(Quoted passage):
-- Start --

About the BI Server Query Cache

You can configure the BI Server to maintain a local, disk-based cache of query result sets (query cache).

The query cache enables the BI Server to satisfy many subsequent query requests without accessing back-end data sources, thereby increasing query performance.

As updates occur on the back-end databases, the query cache entries can become stale. Therefore, you must periodically remove entries from the query cache using one of the following methods:

  • Manually. In the Model Administration Tool, in the Manage menu, select Cache to open the Cache Manager. The Cache Manager provides the most flexibility in choosing which cache entries to purge and when to purge them, but it requires manual intervention. See Use the Cache Manager.

  • Automatically. In the Model Administration Tool, you can disable cache for the system, set caching attributes for a specific physical table, and use BI Server event tables to purge cache automatically. See Monitor and Manage the Cache.

  • Programmatically. The BI Server provides ODBC-extension functions for purging cache entries programmatically. These functions give you the choice and the timing flexibility of the Cache Manager with the automation of event tables. You can write your own scripts to call these functions at times that fit your needs. See Purge and Maintain Cache Using ODBC Procedures.

-- End --

(Requirement): Extend the passage on the BI Server query cache, picking up right after its last sentence.

Dataset excerpt
-- Start --

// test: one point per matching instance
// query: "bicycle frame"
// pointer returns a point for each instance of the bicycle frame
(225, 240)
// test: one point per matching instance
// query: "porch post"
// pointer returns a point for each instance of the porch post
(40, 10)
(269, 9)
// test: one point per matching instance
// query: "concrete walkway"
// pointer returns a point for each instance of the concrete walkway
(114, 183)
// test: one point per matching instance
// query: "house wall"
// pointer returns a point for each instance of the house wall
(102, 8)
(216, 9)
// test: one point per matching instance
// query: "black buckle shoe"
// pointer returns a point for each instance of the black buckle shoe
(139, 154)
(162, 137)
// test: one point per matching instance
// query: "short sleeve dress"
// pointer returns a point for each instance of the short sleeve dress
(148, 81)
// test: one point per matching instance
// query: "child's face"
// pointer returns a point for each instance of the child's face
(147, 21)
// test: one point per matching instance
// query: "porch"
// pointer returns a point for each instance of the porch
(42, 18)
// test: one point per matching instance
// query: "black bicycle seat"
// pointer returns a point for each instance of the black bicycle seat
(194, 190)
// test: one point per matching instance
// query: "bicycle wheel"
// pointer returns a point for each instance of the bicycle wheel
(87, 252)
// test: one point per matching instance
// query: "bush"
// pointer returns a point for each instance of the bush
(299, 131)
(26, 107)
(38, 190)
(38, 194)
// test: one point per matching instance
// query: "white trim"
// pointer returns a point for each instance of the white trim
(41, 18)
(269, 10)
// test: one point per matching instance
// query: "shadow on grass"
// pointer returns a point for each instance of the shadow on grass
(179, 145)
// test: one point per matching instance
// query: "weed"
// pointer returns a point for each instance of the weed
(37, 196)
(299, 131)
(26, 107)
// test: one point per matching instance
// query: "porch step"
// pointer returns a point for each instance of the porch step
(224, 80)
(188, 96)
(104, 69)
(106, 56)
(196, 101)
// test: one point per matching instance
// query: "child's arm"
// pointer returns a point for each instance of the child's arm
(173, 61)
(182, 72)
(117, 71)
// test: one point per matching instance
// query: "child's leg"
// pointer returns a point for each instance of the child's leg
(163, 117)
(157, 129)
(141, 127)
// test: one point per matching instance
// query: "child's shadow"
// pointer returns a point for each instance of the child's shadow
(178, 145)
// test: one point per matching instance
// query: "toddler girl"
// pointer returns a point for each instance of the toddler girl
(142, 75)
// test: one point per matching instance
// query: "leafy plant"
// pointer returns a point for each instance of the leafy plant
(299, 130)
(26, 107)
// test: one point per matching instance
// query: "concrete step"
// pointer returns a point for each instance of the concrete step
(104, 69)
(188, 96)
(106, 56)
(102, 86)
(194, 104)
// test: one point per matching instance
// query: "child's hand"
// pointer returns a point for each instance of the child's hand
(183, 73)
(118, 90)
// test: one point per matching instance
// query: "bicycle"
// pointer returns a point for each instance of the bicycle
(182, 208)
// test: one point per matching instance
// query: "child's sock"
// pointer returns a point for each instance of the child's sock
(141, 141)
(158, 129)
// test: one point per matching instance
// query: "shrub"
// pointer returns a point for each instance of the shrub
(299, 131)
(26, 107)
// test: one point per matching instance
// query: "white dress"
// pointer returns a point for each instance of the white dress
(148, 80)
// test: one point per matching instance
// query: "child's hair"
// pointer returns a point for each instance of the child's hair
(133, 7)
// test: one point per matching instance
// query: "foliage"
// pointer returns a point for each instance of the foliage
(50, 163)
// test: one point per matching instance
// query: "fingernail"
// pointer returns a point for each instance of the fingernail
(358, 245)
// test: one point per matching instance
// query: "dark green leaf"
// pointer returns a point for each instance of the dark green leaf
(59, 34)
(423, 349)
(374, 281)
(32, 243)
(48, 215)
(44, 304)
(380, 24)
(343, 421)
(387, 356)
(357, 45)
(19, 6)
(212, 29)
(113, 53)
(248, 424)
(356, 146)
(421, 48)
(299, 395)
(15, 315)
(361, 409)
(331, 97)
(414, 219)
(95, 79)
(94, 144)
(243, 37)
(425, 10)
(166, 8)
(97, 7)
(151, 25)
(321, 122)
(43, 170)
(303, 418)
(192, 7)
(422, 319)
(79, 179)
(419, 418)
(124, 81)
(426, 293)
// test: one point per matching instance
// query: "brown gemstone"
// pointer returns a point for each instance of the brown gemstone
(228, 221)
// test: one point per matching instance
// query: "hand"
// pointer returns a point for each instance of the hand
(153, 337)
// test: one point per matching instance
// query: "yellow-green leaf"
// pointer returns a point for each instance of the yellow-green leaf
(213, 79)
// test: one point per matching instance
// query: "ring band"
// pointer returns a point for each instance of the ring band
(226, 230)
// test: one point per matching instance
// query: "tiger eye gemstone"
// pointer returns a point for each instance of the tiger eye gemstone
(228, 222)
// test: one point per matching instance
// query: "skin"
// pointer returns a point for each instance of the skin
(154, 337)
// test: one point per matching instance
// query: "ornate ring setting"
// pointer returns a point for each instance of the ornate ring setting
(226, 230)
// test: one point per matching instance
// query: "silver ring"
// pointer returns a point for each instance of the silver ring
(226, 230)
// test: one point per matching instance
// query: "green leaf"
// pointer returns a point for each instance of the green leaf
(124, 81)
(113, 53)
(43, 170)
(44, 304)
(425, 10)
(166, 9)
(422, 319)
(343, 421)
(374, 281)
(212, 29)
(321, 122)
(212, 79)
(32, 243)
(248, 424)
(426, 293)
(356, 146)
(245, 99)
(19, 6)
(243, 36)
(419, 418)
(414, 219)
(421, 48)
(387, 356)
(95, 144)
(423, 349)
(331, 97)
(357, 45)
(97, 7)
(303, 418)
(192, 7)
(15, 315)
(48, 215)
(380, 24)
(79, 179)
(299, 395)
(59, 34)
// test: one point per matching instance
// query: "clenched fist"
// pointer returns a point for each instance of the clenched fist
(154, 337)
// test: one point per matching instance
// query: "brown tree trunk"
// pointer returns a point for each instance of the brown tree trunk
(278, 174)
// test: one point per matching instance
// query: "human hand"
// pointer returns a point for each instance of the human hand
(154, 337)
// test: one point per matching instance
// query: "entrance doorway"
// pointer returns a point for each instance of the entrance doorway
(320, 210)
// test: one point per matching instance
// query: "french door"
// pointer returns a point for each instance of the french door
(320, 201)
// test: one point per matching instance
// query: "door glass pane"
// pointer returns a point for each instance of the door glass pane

-- End --

(Reply):
The parameters that control query caching are located in Fusion Middleware Control and in the NQSConfig.INI file, described in Configuration File Settings. See Use Agents to Seed the Oracle BI Server Query Cache.

This section contains the following topics:

Query Cache Architecture

The query cache consists of cache storage space, cache metadata, and cache detection in query compilation.

The process of the BI Server accessing the cache metadata is very fast. If the metadata shows a cache hit, then the bulk of the query processing is eliminated, and the results are immediately returned to the user. The process of adding the new results to the cache is independent of the results being returned to the user; the only effect on the running query is the resources that are consumed in the process of writing the cached results.

Query cache entries are portable across different operating systems, such as Windows or Linux 64-bit architecture. Incompatible cache entries are automatically removed.

Note that query cache entries are not portable across different updates of Oracle Analytics Server.

Caching occurs by default at the subrequest level, which results in multiple cache entries for some SQL statements. Caching subrequests improves performance and the cache hit ratio, especially for queries that combine real-time and historical data. To disable subrequest caching, set the NQSConfig.INI file parameter DISABLE_SUBREQUEST_CACHING to YES. See Configuration File Settings.

Advantages of Caching

The fastest way to process a query is to skip the bulk of the processing and use a precomputed answer.

With query caching, Oracle BI Server stores the precomputed results of queries in a local cache. If another query can use those results, then all database processing for that query is eliminated. This can result in dramatic improvements in the average query response time.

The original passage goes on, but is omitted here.